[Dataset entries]

<<<<

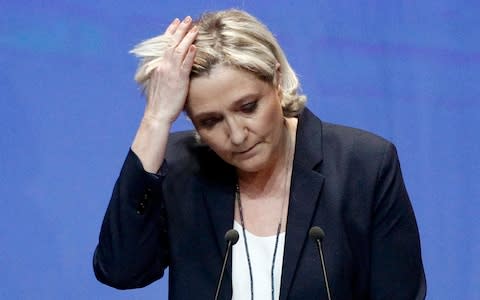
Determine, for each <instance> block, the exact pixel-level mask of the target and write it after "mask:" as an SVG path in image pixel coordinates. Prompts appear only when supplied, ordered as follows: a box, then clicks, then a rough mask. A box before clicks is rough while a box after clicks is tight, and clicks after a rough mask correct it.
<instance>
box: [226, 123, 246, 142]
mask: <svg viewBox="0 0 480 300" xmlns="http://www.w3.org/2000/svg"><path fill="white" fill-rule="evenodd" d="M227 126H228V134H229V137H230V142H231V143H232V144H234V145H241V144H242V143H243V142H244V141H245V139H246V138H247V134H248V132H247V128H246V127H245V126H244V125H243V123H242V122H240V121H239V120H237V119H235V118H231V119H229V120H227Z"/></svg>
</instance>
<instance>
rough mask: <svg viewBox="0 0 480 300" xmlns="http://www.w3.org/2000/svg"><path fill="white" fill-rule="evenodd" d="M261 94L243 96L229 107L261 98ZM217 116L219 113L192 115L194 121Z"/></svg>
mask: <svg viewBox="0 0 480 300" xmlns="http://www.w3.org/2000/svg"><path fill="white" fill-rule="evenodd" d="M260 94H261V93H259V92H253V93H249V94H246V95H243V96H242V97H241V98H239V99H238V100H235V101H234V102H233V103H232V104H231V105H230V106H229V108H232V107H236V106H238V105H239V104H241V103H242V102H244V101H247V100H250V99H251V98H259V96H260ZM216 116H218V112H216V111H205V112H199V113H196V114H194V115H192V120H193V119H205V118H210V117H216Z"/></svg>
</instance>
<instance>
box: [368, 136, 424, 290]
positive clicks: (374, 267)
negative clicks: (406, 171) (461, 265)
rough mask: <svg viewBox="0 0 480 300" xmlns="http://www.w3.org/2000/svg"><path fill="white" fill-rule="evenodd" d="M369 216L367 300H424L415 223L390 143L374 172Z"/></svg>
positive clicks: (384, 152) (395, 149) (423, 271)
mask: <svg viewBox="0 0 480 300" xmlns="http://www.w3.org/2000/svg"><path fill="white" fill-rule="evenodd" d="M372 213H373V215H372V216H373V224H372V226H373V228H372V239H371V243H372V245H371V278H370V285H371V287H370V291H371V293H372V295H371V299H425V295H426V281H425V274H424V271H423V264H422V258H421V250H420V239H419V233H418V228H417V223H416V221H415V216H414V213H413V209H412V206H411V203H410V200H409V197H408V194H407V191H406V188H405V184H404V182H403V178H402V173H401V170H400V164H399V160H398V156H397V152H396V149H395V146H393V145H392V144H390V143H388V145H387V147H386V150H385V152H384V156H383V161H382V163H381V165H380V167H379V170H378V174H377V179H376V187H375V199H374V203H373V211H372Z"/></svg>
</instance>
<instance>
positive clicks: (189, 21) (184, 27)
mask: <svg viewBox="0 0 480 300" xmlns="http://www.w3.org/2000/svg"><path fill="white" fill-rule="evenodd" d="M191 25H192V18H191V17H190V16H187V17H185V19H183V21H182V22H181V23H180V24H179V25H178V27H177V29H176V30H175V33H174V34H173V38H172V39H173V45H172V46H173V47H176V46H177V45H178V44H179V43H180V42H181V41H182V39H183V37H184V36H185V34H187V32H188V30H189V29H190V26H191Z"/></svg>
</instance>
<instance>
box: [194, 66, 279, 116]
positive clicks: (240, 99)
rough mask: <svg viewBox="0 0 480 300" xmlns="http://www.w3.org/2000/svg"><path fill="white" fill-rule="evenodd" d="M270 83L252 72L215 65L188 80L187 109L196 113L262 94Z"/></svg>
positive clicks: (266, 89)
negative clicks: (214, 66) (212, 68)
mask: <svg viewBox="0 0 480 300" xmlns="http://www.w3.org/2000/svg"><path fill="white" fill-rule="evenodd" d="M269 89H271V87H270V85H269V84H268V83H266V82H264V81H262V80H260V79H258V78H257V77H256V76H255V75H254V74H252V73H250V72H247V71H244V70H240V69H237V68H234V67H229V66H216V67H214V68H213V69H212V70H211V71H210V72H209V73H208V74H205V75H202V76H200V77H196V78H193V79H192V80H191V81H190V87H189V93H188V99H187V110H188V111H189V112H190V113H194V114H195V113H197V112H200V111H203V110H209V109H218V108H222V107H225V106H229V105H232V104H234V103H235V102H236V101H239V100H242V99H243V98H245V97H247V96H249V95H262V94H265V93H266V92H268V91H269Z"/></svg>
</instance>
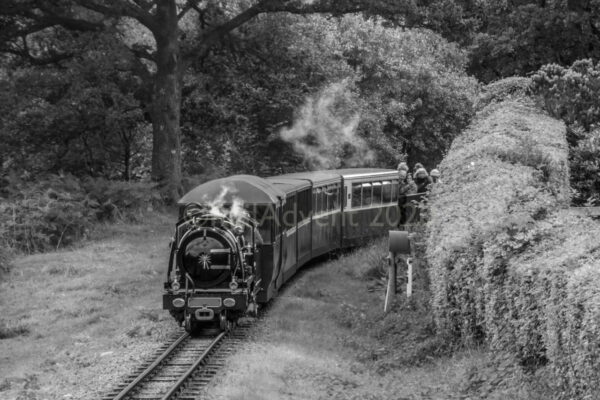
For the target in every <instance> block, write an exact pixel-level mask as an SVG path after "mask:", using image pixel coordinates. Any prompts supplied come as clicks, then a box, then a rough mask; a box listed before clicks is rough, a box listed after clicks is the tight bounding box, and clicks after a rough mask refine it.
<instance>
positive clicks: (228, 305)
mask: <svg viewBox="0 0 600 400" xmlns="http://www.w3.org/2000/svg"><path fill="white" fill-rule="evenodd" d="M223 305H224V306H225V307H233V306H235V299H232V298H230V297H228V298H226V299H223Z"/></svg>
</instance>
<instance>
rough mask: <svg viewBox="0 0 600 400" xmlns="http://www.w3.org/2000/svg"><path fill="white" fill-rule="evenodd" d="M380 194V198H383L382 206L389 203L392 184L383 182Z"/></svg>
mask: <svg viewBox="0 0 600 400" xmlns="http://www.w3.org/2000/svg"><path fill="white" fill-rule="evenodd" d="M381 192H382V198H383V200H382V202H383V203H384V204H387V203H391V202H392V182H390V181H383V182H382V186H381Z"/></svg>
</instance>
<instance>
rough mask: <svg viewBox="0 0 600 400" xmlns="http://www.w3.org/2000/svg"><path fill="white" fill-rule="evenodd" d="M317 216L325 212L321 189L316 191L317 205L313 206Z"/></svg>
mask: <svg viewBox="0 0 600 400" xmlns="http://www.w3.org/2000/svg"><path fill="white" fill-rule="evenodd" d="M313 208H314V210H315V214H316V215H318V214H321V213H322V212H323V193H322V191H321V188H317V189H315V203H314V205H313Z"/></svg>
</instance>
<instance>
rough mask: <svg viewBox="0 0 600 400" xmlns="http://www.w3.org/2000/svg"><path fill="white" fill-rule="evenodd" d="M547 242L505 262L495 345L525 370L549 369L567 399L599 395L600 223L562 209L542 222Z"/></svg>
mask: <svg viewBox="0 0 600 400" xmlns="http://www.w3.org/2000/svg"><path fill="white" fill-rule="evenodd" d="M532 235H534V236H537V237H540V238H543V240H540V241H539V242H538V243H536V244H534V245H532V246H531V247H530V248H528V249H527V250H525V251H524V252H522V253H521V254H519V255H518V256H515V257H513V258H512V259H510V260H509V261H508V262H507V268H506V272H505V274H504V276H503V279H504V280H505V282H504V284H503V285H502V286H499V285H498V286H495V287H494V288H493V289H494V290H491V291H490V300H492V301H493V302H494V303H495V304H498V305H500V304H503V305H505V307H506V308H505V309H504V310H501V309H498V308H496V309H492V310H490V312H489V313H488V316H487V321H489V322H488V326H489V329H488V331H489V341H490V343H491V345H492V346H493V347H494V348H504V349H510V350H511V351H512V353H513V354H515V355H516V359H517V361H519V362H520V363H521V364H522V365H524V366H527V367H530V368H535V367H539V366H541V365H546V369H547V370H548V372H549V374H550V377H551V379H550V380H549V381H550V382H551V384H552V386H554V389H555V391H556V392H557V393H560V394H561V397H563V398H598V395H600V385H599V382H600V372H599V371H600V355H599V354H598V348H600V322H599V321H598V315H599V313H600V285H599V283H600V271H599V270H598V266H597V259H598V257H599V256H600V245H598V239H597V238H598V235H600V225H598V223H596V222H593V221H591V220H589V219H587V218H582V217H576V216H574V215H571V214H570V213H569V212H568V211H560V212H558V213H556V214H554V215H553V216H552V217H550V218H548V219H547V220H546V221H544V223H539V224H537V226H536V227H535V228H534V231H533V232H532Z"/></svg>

>>>>

# What this task involves:
Give the entries again without a single change, but with no pictures.

# Task answer:
Determine, for each <instance> block, the exact pixel-level mask of the target and write it after "mask:" as an SVG path in image pixel coordinates. Prompts appear only when supplied, ordered as follows: a box, then clicks, then a rough mask. A box before clicks is rough while a box after clicks is tight, and clicks after a rough mask correct it.
<instance>
box: [226, 123, 246, 142]
mask: <svg viewBox="0 0 480 300" xmlns="http://www.w3.org/2000/svg"><path fill="white" fill-rule="evenodd" d="M227 126H228V134H229V137H230V142H231V143H232V144H234V145H241V144H242V143H243V142H244V141H245V139H246V138H247V134H248V132H247V128H246V127H245V126H244V125H243V123H242V122H240V121H239V120H237V119H235V118H231V119H229V120H227Z"/></svg>
</instance>
<instance>
rough mask: <svg viewBox="0 0 480 300" xmlns="http://www.w3.org/2000/svg"><path fill="white" fill-rule="evenodd" d="M261 94L243 96L229 107L261 98ZM217 116L219 113L192 115L194 121Z"/></svg>
mask: <svg viewBox="0 0 480 300" xmlns="http://www.w3.org/2000/svg"><path fill="white" fill-rule="evenodd" d="M260 94H261V93H259V92H253V93H249V94H246V95H243V96H242V97H241V98H239V99H238V100H235V101H234V102H233V103H232V104H231V105H230V106H229V108H232V107H236V106H238V105H239V104H241V103H242V102H244V101H247V100H250V99H251V98H259V96H260ZM216 116H218V112H216V111H205V112H199V113H196V114H194V115H192V120H193V119H205V118H210V117H216Z"/></svg>
</instance>
<instance>
box: [368, 136, 424, 290]
positive clicks: (374, 267)
negative clicks: (406, 171) (461, 265)
rough mask: <svg viewBox="0 0 480 300" xmlns="http://www.w3.org/2000/svg"><path fill="white" fill-rule="evenodd" d="M369 216L367 300H424L415 223L390 143L374 172Z"/></svg>
positive clicks: (384, 152) (395, 149) (423, 271)
mask: <svg viewBox="0 0 480 300" xmlns="http://www.w3.org/2000/svg"><path fill="white" fill-rule="evenodd" d="M372 213H373V215H372V216H373V224H372V226H373V228H372V239H371V243H372V245H371V278H370V285H371V287H370V291H371V293H372V295H371V299H425V295H426V281H425V274H424V271H423V264H422V258H421V250H420V239H419V233H418V228H417V223H416V221H415V216H414V213H413V209H412V206H411V203H410V200H409V197H408V194H407V191H406V188H405V184H404V182H403V178H402V173H401V170H400V164H399V160H398V156H397V152H396V149H395V146H393V145H392V144H390V143H388V145H387V147H386V150H385V152H384V156H383V161H382V163H381V165H380V167H379V170H378V174H377V179H376V187H375V199H374V203H373V211H372Z"/></svg>
</instance>
<instance>
positive clicks: (189, 21) (184, 27)
mask: <svg viewBox="0 0 480 300" xmlns="http://www.w3.org/2000/svg"><path fill="white" fill-rule="evenodd" d="M191 25H192V18H191V17H190V16H187V17H185V19H183V21H182V22H181V23H180V24H179V25H178V27H177V29H176V30H175V33H174V34H173V38H172V39H173V45H172V46H173V47H176V46H177V45H178V44H179V43H180V42H181V41H182V39H183V37H184V36H185V34H187V32H188V30H189V29H190V26H191Z"/></svg>
</instance>
<instance>
box: [194, 66, 279, 116]
positive clicks: (240, 99)
rough mask: <svg viewBox="0 0 480 300" xmlns="http://www.w3.org/2000/svg"><path fill="white" fill-rule="evenodd" d="M270 83L252 72L215 65L188 80L187 109L196 113L262 94Z"/></svg>
positive clicks: (266, 89)
negative clicks: (214, 66) (212, 68)
mask: <svg viewBox="0 0 480 300" xmlns="http://www.w3.org/2000/svg"><path fill="white" fill-rule="evenodd" d="M269 89H271V87H270V85H269V84H268V83H266V82H264V81H262V80H260V79H258V78H257V77H256V76H255V75H254V74H252V73H250V72H247V71H244V70H240V69H237V68H234V67H229V66H216V67H214V68H213V69H212V70H211V71H210V72H209V73H208V74H205V75H202V76H200V77H196V78H193V79H192V80H191V81H190V87H189V93H188V99H187V110H188V111H189V112H190V113H194V114H195V113H197V112H200V111H203V110H209V109H218V108H222V107H225V106H229V105H232V104H234V103H235V102H236V101H239V100H242V99H243V98H245V97H247V96H249V95H262V94H265V93H266V92H268V91H269Z"/></svg>
</instance>
For the target in every <instance> block, write an exact pixel-level mask as an SVG path after "mask:", using image pixel coordinates. Any prompts supplied come as clicks, then a box, then a rough mask; a box listed before clicks is rough, a box listed after clicks is the tight bounding box, and clicks after a rough mask refine it.
<instance>
positive clicks: (228, 305)
mask: <svg viewBox="0 0 600 400" xmlns="http://www.w3.org/2000/svg"><path fill="white" fill-rule="evenodd" d="M223 305H224V306H225V307H233V306H235V299H232V298H230V297H228V298H226V299H223Z"/></svg>
</instance>
<instance>
rough mask: <svg viewBox="0 0 600 400" xmlns="http://www.w3.org/2000/svg"><path fill="white" fill-rule="evenodd" d="M380 194V198H383L382 206L389 203L392 184L383 182Z"/></svg>
mask: <svg viewBox="0 0 600 400" xmlns="http://www.w3.org/2000/svg"><path fill="white" fill-rule="evenodd" d="M381 192H382V198H383V200H382V202H383V203H384V204H387V203H391V202H392V182H390V181H383V182H382V186H381Z"/></svg>
</instance>
<instance>
rough mask: <svg viewBox="0 0 600 400" xmlns="http://www.w3.org/2000/svg"><path fill="white" fill-rule="evenodd" d="M317 216L325 212L321 189L316 191L317 205L313 206Z"/></svg>
mask: <svg viewBox="0 0 600 400" xmlns="http://www.w3.org/2000/svg"><path fill="white" fill-rule="evenodd" d="M313 208H314V210H315V214H316V215H318V214H321V213H322V212H323V193H322V191H321V188H317V189H315V203H314V205H313Z"/></svg>
</instance>
<instance>
rough mask: <svg viewBox="0 0 600 400" xmlns="http://www.w3.org/2000/svg"><path fill="white" fill-rule="evenodd" d="M547 242L505 262L495 345L525 370L549 369L567 399L599 395L600 223L562 209L542 222Z"/></svg>
mask: <svg viewBox="0 0 600 400" xmlns="http://www.w3.org/2000/svg"><path fill="white" fill-rule="evenodd" d="M532 235H534V236H537V237H540V238H543V240H540V241H539V242H538V243H536V244H534V245H532V246H531V247H530V248H528V249H527V250H525V251H524V252H522V253H521V254H519V255H518V256H515V257H513V258H512V259H510V260H509V261H508V262H507V268H506V272H505V274H504V276H503V279H504V280H505V282H504V284H503V285H502V286H499V285H498V286H495V287H494V288H493V289H494V290H491V291H490V300H492V301H493V302H494V303H495V304H498V305H500V304H503V305H505V307H506V308H505V309H504V310H501V309H498V308H496V309H492V310H490V312H489V313H488V316H487V321H489V322H488V326H489V329H488V331H489V341H490V343H491V345H492V346H493V347H494V348H504V349H510V350H511V351H512V353H513V354H515V355H516V359H517V361H519V362H520V363H521V364H522V365H524V366H527V367H530V368H535V367H539V366H541V365H546V369H547V370H548V372H549V374H550V377H551V379H550V380H549V381H550V382H551V384H552V386H554V389H555V391H556V392H557V393H560V394H561V397H563V398H598V395H600V385H599V382H600V372H599V371H600V355H599V354H598V348H600V322H599V321H598V315H599V313H600V285H599V283H600V271H599V270H598V266H597V259H598V257H599V256H600V245H598V239H597V238H598V235H600V225H598V223H596V222H593V221H591V220H589V219H587V218H582V217H576V216H574V215H571V214H570V213H569V212H568V211H560V212H558V213H556V214H554V215H553V216H552V217H550V218H548V219H547V220H546V221H544V223H539V224H537V226H536V227H535V228H534V231H533V232H532Z"/></svg>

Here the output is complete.